*** Data for processing Section Begins ***

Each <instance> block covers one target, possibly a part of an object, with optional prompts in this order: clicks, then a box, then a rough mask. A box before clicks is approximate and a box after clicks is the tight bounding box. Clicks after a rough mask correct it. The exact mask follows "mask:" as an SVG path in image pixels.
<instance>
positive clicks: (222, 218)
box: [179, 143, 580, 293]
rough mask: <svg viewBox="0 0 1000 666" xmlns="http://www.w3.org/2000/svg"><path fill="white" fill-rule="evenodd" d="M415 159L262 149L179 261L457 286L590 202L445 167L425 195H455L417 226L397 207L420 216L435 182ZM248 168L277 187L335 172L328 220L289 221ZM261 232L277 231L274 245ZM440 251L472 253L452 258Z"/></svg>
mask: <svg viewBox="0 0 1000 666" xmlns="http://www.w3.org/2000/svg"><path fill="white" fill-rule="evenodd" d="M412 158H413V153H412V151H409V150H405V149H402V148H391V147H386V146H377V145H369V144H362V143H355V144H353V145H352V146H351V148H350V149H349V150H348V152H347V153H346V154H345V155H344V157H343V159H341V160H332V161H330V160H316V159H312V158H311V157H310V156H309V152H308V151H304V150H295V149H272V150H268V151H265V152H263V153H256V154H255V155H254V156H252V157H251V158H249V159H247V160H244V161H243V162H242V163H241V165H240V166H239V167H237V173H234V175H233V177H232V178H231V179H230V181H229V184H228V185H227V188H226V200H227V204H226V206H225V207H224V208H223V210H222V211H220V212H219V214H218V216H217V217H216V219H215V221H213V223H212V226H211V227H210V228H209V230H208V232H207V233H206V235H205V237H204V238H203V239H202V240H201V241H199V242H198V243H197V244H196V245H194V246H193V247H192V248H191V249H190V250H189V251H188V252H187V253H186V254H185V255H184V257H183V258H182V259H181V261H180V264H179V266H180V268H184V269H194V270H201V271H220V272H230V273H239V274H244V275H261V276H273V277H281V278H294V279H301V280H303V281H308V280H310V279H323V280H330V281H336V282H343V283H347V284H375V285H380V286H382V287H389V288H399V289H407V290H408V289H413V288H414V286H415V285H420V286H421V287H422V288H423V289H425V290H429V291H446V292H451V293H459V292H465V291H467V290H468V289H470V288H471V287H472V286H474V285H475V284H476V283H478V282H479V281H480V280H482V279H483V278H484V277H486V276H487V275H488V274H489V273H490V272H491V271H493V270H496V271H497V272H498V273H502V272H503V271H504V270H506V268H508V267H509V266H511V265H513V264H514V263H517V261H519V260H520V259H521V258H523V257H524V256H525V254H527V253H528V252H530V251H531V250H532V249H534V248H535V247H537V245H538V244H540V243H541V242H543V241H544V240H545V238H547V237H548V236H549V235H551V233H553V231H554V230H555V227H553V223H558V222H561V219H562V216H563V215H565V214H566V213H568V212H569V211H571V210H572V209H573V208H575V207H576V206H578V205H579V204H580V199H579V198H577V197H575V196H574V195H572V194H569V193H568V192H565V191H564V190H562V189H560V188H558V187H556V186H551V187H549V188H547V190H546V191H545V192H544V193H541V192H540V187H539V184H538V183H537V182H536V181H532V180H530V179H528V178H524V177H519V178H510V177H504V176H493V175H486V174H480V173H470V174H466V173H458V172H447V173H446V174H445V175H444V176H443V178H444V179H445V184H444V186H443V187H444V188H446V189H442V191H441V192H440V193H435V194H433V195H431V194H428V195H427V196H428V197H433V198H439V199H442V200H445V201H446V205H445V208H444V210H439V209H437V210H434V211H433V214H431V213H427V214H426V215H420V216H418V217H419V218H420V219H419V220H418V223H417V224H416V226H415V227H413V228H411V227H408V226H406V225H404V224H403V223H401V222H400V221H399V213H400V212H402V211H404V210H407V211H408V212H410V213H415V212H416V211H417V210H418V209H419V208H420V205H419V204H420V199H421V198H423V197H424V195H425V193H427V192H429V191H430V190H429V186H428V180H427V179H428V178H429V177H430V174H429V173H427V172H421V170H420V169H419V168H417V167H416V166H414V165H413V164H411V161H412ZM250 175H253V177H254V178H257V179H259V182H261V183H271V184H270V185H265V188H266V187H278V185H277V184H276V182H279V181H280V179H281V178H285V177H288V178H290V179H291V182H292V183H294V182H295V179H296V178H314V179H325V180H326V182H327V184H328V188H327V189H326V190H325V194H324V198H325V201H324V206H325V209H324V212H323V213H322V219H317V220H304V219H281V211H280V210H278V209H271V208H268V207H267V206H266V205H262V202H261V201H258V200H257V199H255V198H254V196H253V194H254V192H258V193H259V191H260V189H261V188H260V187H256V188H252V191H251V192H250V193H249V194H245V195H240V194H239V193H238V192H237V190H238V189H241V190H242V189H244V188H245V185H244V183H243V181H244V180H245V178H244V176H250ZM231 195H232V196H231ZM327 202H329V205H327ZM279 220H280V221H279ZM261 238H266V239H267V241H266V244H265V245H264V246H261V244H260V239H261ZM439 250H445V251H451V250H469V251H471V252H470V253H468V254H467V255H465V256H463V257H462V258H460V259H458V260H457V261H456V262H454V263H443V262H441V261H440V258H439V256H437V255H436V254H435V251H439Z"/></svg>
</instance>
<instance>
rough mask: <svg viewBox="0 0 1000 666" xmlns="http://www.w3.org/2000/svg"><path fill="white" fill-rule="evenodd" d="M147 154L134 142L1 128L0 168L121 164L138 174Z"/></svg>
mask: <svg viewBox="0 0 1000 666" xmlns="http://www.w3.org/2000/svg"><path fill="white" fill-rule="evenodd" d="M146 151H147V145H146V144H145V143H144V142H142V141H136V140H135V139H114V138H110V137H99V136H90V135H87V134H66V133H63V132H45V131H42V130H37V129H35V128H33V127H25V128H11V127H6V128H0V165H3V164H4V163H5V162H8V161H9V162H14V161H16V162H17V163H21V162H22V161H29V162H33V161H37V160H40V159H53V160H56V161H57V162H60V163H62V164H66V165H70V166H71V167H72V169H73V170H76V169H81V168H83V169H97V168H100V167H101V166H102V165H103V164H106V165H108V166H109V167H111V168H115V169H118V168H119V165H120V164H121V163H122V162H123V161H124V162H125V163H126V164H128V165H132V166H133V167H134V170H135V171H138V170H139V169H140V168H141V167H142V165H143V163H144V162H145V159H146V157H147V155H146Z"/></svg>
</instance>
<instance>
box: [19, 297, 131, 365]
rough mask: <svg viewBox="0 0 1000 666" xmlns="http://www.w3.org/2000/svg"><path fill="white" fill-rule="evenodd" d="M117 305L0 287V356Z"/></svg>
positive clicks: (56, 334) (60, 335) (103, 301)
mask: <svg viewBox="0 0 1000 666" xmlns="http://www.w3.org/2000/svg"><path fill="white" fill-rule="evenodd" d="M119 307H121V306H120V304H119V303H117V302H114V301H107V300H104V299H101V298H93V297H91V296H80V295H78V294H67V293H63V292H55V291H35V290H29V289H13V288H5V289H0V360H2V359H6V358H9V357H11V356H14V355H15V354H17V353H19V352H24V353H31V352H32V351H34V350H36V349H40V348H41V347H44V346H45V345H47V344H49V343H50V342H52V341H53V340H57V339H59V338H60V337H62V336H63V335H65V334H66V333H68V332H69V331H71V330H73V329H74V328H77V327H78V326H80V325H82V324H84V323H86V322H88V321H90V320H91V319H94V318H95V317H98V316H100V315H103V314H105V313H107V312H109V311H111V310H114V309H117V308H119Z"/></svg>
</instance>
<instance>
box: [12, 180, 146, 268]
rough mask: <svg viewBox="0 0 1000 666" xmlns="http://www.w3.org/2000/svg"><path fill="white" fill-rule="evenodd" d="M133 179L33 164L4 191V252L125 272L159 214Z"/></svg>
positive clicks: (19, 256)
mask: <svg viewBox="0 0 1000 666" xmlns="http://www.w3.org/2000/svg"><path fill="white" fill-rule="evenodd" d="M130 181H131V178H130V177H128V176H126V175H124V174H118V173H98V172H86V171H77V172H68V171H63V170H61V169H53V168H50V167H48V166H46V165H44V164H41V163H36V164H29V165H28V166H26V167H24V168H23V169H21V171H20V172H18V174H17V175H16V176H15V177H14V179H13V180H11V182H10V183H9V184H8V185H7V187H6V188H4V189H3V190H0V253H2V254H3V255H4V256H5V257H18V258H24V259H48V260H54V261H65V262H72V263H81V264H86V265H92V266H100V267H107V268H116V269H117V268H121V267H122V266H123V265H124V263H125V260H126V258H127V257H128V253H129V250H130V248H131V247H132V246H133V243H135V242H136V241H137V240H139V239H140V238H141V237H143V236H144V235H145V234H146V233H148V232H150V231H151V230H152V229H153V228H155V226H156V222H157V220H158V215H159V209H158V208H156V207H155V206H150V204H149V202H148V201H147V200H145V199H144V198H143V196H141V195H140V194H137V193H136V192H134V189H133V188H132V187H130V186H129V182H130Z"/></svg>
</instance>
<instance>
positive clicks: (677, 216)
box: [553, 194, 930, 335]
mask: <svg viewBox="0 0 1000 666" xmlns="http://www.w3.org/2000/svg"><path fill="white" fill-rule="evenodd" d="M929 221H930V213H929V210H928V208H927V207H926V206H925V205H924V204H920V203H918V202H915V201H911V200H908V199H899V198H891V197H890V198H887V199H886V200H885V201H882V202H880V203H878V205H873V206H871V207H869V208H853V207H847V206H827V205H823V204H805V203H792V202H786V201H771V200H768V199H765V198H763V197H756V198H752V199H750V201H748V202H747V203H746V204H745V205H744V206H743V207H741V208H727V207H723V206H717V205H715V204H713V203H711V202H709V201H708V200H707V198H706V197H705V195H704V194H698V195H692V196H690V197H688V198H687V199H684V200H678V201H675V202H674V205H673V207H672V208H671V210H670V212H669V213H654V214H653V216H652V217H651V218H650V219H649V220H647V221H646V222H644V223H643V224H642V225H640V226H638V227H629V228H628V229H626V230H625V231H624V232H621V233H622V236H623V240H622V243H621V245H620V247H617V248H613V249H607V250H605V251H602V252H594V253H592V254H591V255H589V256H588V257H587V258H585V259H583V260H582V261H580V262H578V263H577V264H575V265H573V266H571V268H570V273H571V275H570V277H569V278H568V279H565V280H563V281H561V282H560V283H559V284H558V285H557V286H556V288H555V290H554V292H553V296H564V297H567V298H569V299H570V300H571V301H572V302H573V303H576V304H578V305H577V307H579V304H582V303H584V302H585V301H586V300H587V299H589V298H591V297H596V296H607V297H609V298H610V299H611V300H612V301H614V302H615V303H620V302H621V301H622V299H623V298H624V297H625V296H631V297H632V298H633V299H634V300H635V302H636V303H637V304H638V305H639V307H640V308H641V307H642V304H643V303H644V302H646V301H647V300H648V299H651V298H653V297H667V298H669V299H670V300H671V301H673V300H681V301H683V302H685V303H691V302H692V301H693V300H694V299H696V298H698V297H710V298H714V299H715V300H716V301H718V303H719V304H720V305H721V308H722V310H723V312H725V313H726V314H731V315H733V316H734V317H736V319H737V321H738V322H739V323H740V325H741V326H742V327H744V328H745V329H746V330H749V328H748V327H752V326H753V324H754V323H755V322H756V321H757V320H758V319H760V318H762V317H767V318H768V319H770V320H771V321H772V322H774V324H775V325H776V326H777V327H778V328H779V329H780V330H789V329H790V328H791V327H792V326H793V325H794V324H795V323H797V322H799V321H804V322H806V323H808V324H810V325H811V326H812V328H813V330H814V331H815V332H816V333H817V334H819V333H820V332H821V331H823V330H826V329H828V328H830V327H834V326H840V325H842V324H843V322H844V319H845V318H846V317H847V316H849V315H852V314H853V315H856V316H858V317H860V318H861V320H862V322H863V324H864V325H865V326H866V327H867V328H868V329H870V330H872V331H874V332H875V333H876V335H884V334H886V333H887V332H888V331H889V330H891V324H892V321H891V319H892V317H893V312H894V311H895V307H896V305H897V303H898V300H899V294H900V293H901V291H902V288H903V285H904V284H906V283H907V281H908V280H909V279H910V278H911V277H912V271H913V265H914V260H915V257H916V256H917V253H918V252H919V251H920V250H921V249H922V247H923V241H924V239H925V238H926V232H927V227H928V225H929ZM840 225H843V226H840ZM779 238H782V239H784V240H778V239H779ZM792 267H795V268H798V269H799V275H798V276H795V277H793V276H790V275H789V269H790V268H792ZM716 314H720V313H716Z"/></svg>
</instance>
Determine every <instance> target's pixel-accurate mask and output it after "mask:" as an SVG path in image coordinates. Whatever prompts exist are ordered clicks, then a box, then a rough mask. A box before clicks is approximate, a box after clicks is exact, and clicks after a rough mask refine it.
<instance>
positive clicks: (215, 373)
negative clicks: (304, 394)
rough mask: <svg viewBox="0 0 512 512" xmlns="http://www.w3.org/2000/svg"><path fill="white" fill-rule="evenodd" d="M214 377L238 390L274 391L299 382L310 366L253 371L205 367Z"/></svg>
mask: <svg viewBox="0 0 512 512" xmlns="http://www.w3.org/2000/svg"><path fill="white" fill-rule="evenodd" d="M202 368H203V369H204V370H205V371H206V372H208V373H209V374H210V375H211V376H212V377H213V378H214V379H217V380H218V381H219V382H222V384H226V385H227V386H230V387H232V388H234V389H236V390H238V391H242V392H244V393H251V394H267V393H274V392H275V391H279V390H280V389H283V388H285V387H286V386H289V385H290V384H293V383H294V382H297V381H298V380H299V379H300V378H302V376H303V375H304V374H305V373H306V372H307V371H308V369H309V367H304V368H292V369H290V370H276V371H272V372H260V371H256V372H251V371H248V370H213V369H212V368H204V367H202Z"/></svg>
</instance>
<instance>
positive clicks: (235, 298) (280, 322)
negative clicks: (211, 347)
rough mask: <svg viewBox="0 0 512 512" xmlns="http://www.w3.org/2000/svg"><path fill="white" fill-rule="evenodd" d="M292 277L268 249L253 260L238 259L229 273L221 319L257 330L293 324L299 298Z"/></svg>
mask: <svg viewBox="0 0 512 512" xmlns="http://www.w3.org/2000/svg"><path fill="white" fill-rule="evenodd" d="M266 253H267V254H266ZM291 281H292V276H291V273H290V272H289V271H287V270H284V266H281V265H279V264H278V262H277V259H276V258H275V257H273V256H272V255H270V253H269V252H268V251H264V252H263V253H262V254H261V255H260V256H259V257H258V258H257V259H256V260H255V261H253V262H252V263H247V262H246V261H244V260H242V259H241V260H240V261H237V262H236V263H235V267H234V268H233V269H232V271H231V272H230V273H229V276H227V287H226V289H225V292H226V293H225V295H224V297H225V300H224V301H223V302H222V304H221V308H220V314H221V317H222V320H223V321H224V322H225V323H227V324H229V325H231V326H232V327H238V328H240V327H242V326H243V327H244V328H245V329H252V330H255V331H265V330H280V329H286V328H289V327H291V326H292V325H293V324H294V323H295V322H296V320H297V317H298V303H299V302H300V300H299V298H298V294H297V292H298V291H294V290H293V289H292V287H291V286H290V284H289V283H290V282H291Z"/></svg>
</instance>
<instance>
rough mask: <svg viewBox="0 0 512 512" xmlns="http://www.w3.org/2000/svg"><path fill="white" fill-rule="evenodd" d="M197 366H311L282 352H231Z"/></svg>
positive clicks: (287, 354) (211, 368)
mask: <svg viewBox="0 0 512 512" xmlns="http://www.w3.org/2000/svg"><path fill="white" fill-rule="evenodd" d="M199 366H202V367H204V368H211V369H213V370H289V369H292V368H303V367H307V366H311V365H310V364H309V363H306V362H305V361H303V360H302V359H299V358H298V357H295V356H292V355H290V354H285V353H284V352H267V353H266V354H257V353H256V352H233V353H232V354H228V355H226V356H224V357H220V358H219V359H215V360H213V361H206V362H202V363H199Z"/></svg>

*** Data for processing Section Ends ***

All lines with the word "negative" need to be copied from the data above.

negative clicks: (304, 394)
negative clicks: (211, 347)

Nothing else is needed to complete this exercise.